_EXERCISE INSTRUCTIONS_
**a.** Reproduce, word for word, the part of the travel post that opens with the words containing "But first I" and closes with "eat overpriced gelato.".
**b.** Find each line in the entries that contains the word "woman" and copy those lines out.

_PROVIDED PASSAGE_
Nick Says: Greetings! How is everyone? Unlike Bee, I haven’t been climbing many mountains in not much time recently, but I have been off adventuring to far off destinations. Northern Russia to be precise. And what did I think? Well it was one of the friendliest, ruggedly beautiful, and enjoyable trips I’ve ever been on. I met incredible people, journeyed to remote destinations (via many, many types of transport), and saw some sights which will remain with me forever, both spectacular and haunting.
I’ve been planning to go to Russia for years, specifically to see my good friend Alastair, aka the International Gentleman Traveller, aka the IGT. A friend of me and my brothers, we first met in Albania back in 2009, and bonded over jumping into an icy waterfall more times than was sensible, down more shots of rakia than was sensible, and singing about beards more than was… well you get the picture. Since then we’ve met up in Luxembourg and Switzerland (plus shhh, the UK), and he’s lived in Oman. But he always seems drawn back to Russia and the city of St Petersburg, and it is there that our journey would begin.
But first I needed a travel buddy – I always like sharing an adventure with someone. With Bee busy with important business (more on that later), there was only one man to call. Mr Mark Williams, writer of the brilliant Inane Babble of a Backpacker blog, and my fellow backpacker on a 9 month trip round Australia and South-East Asia, rumpled adventurer on a road-trip around Western Europe with me, my brothers and the IGT, and fortuitous companion on a lovely day out in Florence when we happened to bump into each other at the train station, and got to eat overpriced gelato.
Anyway, I digress. With Mark joining me we were ready to go to St Petersburg. And go we did, although on a somewhat delayed route which led us to Warsaw, then Riga, then finally St Petersburg, and taught us not to fly with Polish Airlines again anytime soon. Although Riga looks absolutely lovely.

_RECORDS FOR THE TASK_
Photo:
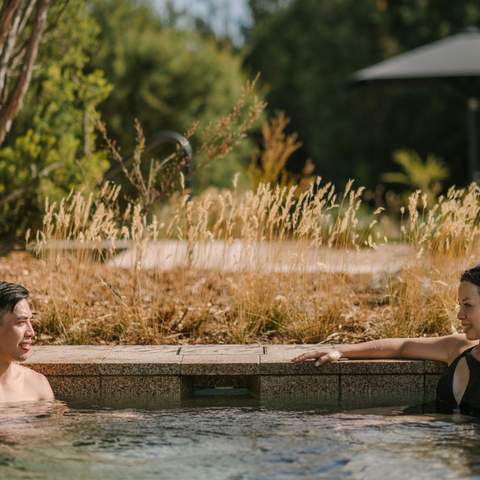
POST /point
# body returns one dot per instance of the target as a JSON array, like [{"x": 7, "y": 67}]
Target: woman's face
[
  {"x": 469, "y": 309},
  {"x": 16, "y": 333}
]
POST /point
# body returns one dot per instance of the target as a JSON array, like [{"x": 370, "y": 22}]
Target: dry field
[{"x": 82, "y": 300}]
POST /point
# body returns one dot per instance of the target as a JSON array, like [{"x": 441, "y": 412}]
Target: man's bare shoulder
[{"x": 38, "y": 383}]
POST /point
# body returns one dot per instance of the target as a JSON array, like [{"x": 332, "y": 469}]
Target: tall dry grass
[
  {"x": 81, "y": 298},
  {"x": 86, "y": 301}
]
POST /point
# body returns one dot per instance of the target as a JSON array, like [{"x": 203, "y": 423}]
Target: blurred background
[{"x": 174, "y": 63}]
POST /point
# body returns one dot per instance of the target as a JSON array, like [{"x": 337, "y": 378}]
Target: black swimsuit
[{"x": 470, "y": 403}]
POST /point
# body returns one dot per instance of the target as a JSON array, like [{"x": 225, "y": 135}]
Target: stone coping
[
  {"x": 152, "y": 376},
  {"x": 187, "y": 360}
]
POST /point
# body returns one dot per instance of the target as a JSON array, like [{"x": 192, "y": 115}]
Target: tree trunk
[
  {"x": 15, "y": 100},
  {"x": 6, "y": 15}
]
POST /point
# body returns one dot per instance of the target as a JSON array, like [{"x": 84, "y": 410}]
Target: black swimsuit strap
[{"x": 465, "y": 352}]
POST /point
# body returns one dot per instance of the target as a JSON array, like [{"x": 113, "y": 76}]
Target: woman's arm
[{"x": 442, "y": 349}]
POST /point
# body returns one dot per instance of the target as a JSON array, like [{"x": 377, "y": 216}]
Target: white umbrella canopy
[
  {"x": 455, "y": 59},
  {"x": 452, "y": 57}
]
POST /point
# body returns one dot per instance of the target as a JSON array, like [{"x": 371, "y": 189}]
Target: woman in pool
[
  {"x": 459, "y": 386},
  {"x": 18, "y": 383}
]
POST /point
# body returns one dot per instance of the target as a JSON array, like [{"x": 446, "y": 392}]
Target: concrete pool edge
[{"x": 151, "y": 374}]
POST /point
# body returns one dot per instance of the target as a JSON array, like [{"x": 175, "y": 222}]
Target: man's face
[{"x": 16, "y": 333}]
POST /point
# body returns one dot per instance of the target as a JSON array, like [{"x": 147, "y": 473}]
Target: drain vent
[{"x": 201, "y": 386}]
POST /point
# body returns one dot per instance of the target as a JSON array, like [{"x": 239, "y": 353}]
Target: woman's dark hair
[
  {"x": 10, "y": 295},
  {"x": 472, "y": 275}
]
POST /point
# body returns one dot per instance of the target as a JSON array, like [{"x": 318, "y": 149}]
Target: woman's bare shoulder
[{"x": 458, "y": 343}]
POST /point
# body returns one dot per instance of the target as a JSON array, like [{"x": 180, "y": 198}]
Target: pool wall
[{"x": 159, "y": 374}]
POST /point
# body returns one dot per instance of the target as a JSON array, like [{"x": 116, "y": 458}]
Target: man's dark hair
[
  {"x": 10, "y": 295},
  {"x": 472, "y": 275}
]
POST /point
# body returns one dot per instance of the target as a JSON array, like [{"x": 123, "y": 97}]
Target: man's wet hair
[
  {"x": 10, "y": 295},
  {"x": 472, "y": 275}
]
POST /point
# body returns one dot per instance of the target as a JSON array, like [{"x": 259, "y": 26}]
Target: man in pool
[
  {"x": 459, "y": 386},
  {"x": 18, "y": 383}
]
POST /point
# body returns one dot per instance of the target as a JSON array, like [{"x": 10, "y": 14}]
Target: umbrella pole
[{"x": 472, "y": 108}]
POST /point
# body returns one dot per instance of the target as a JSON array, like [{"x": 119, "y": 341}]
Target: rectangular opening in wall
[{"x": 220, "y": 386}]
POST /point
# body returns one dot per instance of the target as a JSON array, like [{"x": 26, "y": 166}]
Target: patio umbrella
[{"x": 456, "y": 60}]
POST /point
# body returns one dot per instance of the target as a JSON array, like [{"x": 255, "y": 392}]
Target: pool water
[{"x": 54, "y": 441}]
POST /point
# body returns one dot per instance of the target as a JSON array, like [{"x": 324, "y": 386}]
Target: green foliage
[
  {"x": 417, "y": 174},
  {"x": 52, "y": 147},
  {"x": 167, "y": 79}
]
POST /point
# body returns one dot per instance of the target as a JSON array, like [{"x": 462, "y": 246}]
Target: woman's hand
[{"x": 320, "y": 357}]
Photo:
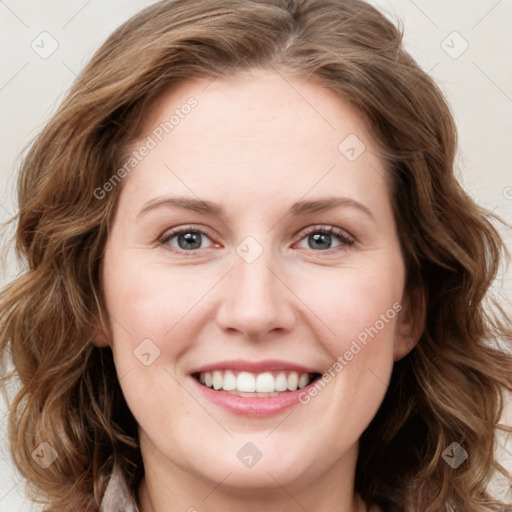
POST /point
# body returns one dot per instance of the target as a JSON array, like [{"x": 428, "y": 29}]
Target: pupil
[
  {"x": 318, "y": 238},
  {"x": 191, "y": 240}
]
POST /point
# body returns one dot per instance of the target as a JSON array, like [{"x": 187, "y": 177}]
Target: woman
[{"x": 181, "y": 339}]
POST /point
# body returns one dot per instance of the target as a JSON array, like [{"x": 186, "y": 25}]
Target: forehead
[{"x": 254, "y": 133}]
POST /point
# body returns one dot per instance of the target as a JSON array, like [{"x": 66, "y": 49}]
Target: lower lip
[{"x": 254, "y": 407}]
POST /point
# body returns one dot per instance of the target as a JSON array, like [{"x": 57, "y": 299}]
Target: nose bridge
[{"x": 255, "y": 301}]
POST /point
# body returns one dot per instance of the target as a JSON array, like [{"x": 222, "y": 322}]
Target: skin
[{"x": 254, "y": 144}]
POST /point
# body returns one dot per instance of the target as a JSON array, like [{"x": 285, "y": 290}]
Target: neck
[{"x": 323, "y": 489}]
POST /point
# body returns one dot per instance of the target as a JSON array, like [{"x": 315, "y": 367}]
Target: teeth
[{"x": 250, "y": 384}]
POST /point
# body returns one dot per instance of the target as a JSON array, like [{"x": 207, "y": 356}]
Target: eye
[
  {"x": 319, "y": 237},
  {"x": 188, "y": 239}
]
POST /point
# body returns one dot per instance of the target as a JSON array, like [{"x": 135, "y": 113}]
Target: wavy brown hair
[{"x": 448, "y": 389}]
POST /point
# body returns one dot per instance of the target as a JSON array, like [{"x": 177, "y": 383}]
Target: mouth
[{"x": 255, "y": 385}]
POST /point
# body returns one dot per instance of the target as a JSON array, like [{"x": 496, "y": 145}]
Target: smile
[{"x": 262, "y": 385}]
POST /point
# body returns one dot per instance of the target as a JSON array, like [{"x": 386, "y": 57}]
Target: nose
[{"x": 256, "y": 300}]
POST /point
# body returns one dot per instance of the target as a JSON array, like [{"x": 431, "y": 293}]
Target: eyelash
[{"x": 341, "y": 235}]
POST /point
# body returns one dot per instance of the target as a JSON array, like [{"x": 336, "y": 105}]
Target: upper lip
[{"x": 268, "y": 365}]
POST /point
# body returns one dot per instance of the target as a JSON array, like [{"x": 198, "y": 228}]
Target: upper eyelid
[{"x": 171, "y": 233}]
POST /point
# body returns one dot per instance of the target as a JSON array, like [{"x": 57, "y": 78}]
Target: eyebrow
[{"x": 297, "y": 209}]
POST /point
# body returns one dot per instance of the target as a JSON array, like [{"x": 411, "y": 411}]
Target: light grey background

_RESPONSES IN ORDER_
**a.**
But first I needed a travel buddy – I always like sharing an adventure with someone. With Bee busy with important business (more on that later), there was only one man to call. Mr Mark Williams, writer of the brilliant Inane Babble of a Backpacker blog, and my fellow backpacker on a 9 month trip round Australia and South-East Asia, rumpled adventurer on a road-trip around Western Europe with me, my brothers and the IGT, and fortuitous companion on a lovely day out in Florence when we happened to bump into each other at the train station, and got to eat overpriced gelato.

**b.**
Target: woman's face
Target: woman's arm
Target: woman in pool
Target: woman's dark hair
Target: woman's bare shoulder
Target: woman's hand
Target: woman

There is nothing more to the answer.